**Required work:**
Continue the passage on CRISPR/Cas9 production of genetically altered mouse models from where it stops.

**Given text:**
────────────────

Genetically altered (GA) mouse models provide a powerful means of attributing function to DNA sequences. As investigations of how DNA variation and mutation contributes to disease advance, demand for GA mouse models increases. Recently, this demand has been aided by the new CRISPR/Cas9 technology, an RNA guided nuclease system, which permits the production of models at unprecedented efficiencies.
Already the biomedical community is applying this new technology widely for mouse model production. Meanwhile, the 3Rs impact of the technology remains unexplored. This proposal seeks to address aspects of the technology that, our experience shows, can lead to substantial increases in mouse usage and wasted production of undesirable genotypes.
Following CRISPR/Cas9 microinjection into mouse zygotes, the founders generated are invariably mosaic, due to the persistence of the nuclease after the first cleavage event. Founders must be bred extensively to ensure transmission of the desired allele, increasing mouse usage. The mosaicism also precludes the phenotyping of the founder generation, which, given the high efficiencies of CRISPR/Cas9 might be feasible for certain phenotypic screens.

────────────────

**Extracted records:**

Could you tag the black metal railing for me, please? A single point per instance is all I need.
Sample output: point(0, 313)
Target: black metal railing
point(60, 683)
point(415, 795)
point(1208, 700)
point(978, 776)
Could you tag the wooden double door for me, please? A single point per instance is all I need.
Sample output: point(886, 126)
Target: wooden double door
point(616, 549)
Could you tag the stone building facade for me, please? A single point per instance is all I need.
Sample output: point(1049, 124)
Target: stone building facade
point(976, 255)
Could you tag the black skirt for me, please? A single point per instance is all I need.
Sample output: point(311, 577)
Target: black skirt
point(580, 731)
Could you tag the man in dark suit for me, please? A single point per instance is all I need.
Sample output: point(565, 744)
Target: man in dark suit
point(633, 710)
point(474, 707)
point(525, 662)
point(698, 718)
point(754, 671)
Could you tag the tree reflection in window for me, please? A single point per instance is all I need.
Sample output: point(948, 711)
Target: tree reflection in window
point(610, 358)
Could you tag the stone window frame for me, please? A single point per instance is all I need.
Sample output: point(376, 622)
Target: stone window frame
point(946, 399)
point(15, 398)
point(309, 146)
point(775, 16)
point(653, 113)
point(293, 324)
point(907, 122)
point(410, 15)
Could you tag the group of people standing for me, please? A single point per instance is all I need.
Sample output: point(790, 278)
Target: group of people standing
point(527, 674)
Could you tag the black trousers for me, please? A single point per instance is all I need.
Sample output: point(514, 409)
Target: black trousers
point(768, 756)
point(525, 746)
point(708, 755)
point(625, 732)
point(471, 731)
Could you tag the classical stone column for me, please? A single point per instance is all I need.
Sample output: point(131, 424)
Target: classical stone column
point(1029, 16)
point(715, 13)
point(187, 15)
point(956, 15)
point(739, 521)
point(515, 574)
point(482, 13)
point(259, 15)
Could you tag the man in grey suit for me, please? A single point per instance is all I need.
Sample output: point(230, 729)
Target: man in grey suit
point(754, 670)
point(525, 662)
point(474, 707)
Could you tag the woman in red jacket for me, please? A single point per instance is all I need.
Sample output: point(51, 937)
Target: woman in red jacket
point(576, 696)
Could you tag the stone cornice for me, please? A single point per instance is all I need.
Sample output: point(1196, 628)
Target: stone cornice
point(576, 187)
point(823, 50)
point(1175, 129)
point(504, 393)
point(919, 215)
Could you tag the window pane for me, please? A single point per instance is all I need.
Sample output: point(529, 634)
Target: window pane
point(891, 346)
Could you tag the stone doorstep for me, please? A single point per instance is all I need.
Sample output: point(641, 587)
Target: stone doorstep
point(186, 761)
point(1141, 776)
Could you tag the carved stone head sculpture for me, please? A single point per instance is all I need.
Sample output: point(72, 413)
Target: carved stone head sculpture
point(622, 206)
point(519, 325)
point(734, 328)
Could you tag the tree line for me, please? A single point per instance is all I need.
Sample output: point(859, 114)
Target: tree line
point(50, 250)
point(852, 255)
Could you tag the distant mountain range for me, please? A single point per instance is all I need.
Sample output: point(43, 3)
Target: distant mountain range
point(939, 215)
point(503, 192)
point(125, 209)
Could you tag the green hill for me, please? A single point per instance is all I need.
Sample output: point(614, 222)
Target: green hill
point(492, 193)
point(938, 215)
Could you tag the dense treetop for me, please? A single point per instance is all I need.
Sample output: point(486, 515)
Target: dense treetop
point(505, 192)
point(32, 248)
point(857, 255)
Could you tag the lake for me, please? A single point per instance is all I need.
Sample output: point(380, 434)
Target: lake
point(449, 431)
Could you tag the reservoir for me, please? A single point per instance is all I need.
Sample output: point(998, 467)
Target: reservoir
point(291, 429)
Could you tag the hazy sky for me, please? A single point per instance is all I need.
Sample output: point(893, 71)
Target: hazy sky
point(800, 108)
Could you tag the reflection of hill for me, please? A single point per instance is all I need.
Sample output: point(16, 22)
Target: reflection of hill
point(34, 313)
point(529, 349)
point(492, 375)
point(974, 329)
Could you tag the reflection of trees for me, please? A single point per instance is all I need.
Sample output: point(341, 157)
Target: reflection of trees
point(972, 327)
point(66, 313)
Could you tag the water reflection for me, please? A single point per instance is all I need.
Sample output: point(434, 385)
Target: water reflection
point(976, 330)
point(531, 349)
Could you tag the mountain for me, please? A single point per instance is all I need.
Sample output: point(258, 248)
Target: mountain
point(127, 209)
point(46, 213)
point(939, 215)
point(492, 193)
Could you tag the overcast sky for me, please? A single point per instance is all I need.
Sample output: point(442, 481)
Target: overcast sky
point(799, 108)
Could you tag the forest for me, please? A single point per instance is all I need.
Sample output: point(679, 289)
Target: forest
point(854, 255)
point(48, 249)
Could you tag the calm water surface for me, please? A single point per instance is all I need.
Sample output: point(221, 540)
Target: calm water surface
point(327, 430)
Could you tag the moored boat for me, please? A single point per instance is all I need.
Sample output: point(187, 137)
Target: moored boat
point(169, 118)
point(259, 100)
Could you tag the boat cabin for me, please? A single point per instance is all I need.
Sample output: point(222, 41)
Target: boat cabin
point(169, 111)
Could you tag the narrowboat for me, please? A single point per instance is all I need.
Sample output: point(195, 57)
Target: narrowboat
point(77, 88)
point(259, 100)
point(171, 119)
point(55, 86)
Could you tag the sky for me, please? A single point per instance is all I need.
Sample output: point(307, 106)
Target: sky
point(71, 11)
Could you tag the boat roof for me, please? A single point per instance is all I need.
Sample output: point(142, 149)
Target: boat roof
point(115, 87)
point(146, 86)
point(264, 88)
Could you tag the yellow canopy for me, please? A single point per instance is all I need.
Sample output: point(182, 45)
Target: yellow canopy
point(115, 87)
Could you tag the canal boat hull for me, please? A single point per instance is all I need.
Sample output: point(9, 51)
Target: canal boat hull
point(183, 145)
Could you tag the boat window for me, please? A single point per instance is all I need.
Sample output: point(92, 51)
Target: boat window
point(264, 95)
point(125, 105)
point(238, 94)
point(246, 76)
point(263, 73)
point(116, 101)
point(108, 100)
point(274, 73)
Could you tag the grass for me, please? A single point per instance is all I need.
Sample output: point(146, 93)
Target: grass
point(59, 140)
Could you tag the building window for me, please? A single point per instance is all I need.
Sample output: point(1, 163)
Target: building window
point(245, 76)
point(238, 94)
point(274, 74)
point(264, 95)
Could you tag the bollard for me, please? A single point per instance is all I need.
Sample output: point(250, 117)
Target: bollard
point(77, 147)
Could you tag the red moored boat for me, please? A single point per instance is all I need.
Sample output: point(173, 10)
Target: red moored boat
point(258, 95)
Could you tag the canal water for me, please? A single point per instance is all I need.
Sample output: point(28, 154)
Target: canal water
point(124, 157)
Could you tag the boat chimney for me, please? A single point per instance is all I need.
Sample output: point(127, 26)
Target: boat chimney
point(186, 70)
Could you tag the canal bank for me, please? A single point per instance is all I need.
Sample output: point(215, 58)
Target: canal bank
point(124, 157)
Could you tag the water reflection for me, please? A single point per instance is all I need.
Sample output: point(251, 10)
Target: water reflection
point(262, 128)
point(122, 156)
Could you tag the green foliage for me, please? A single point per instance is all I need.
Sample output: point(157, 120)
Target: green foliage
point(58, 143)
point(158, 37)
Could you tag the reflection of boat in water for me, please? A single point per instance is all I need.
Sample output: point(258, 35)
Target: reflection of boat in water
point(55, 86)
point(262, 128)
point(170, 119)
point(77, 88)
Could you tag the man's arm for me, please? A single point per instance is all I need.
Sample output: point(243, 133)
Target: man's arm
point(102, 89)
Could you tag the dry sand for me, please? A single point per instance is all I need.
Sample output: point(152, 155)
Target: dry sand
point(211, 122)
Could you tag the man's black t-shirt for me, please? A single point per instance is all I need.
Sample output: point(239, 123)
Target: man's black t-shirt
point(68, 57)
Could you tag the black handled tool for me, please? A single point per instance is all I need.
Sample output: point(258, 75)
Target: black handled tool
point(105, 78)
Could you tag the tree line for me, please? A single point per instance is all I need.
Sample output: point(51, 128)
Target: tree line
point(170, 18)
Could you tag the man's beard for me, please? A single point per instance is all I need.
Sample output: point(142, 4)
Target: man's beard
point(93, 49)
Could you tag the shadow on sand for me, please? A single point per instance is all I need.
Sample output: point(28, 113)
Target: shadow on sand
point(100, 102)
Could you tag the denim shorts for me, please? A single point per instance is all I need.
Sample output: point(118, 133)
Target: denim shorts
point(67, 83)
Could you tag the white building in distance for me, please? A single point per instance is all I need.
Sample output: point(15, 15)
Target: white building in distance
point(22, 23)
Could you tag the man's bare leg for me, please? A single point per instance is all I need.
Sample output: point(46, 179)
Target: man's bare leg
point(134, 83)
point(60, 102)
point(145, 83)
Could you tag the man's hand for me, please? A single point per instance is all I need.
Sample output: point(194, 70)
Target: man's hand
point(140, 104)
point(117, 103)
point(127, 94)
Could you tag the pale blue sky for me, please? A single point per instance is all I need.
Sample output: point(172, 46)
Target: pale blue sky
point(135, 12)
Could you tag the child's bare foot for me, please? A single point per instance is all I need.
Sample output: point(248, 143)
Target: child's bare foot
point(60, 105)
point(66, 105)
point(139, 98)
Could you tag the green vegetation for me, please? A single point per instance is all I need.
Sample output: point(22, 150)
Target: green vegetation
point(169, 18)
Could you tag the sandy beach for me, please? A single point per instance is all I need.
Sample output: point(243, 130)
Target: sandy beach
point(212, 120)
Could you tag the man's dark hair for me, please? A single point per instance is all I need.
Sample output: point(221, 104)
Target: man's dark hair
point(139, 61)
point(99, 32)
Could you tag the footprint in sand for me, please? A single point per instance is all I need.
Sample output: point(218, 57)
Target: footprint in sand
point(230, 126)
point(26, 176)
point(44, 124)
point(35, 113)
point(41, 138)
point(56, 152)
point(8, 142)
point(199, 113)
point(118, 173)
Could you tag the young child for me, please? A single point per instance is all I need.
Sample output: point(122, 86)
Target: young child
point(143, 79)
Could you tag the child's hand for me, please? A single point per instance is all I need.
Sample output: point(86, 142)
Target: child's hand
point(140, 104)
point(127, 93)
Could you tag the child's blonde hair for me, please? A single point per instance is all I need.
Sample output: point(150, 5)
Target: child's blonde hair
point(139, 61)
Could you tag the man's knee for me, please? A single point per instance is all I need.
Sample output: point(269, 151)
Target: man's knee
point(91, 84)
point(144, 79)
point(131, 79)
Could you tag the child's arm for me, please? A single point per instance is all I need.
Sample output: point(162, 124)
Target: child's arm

────────────────

**Task result:**
We plan to explore whether the use of Cas9 fusions with destabilizing or cell-cycle regulatory domains can be used to confine nuclease activity to the 1-cell stage and thus eliminate mosaicism. Furthermore, the mode of Cas9 supply, protein or maternally contributed via transgenic Cas9 overexpression will be investigated for its impact on mosaicism. As a potential refinement, methods to address and limit deleterious indel mutagenesis during knock-in mice production, a class of model particularly sought after for interrogating disease-related mutation, will be investigated. Whether the mode of nuclease delivery, the use of cell cycle-regulated Cas9 and co-injection of wild-type repair templates can impact the rate of indel mutation at the non-targeted allele will be assessed.